[Start of EXTRACTED MATERIAL]

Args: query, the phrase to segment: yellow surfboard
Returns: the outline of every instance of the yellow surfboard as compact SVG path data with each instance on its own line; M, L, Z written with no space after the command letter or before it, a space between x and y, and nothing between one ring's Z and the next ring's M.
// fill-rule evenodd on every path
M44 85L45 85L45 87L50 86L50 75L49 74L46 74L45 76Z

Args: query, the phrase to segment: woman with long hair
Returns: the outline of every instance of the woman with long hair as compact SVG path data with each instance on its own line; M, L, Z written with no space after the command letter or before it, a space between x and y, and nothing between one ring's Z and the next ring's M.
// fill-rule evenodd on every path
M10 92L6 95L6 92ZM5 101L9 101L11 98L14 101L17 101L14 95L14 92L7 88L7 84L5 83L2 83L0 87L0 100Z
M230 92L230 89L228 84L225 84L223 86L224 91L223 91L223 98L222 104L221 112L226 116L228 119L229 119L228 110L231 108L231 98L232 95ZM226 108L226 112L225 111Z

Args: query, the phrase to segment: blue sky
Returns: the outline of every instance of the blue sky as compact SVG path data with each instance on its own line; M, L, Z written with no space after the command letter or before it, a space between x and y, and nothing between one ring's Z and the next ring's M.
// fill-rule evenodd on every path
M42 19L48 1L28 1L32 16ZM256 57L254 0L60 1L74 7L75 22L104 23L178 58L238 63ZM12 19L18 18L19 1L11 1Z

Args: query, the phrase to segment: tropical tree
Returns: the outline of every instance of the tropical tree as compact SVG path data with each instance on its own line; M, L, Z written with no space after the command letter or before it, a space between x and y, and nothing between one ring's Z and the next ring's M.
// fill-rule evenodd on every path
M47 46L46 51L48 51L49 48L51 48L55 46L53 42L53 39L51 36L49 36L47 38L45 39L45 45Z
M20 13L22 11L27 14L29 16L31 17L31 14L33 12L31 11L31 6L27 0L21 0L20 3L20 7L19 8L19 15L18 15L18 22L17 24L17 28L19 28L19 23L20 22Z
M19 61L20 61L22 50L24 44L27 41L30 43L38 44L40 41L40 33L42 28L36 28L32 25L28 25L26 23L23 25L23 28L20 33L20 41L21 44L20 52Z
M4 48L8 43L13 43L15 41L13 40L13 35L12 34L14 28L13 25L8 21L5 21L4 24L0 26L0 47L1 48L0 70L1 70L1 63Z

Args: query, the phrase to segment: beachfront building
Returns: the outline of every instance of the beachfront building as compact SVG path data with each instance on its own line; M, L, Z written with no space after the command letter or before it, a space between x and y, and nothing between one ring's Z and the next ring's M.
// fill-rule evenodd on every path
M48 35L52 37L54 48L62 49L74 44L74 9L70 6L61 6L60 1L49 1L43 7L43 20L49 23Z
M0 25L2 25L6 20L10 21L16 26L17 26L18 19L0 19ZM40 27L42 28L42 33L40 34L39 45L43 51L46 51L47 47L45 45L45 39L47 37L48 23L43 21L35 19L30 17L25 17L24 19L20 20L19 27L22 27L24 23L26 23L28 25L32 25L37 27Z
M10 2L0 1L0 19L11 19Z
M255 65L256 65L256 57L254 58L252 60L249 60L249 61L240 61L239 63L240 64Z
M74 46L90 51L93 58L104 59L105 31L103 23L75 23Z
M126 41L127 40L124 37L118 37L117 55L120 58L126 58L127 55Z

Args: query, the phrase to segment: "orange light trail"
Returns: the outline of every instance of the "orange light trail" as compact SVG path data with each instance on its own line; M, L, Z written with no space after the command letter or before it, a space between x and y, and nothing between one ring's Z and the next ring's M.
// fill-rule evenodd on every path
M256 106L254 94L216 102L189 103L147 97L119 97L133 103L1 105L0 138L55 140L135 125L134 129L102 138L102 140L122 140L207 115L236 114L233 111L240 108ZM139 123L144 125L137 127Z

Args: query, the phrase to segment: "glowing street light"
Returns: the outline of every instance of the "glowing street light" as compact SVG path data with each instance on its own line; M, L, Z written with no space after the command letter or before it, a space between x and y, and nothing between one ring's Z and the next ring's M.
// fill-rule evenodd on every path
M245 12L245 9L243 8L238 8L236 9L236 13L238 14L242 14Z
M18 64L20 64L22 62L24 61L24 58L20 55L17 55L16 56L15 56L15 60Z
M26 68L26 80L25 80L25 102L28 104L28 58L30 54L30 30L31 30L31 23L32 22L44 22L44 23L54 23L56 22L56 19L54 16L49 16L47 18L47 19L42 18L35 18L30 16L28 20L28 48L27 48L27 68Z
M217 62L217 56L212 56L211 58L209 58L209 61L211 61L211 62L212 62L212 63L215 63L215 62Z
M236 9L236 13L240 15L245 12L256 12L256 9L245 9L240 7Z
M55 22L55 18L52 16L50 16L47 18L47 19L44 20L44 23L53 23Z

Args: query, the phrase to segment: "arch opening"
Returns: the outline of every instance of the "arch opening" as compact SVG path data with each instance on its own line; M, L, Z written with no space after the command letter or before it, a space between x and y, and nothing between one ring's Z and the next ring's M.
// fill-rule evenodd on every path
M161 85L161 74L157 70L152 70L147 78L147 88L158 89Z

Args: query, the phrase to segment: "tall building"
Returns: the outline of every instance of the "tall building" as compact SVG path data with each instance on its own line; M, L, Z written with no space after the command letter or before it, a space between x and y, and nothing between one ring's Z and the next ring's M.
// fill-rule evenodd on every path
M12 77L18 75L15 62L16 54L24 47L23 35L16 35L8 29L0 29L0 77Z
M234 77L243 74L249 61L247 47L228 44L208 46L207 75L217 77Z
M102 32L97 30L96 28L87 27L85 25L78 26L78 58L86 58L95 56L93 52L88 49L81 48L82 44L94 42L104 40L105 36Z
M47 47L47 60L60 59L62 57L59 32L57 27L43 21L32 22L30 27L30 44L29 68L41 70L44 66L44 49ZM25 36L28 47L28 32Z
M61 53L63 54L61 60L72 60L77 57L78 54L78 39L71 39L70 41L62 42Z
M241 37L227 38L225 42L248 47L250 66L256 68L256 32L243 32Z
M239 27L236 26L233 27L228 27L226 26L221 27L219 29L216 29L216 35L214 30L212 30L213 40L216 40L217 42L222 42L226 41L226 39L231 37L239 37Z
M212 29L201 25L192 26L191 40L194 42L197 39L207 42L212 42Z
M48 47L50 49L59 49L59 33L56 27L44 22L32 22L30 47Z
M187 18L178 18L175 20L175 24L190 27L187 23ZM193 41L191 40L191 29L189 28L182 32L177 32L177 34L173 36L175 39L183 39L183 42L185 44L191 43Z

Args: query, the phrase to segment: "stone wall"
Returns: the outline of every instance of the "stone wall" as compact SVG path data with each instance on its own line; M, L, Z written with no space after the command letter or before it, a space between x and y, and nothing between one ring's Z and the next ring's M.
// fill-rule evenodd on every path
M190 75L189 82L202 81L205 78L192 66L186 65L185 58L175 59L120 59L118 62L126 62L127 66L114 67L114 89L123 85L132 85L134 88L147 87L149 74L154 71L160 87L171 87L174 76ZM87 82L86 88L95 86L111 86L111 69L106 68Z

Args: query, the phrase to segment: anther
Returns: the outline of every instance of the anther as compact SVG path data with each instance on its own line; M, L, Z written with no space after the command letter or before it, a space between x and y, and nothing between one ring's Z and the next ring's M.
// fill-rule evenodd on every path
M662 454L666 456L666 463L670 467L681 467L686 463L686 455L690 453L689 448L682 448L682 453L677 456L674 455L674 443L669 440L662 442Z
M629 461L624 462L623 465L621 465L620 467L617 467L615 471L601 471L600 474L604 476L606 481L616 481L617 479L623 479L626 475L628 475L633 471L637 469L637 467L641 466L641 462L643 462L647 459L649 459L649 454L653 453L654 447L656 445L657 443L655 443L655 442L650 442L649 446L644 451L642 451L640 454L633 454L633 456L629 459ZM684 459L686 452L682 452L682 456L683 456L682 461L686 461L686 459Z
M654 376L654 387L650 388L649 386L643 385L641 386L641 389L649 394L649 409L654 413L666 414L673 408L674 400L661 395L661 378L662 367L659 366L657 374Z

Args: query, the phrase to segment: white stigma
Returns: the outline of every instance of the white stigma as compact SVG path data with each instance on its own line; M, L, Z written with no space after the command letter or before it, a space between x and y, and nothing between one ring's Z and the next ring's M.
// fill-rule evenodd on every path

[End of EXTRACTED MATERIAL]

• PROBLEM:
Can you retype everything in the listing from the line containing "Args: query, the phrase to segment: anther" down to the line containing "M662 454L666 456L666", with both of those lines included?

• ANSWER IN FULL:
Args: query, the phrase to segment: anther
Returns: the outline of every instance of the anther as compact SVG path data with each instance on its own line; M, L, Z written with no space after the command letter or before it, a space between x and y, and nothing between one ring's Z and the next ring's M.
// fill-rule evenodd on every path
M662 454L666 456L666 463L670 467L681 467L686 463L686 455L690 453L689 448L682 448L682 453L677 456L674 455L674 443L669 440L662 442Z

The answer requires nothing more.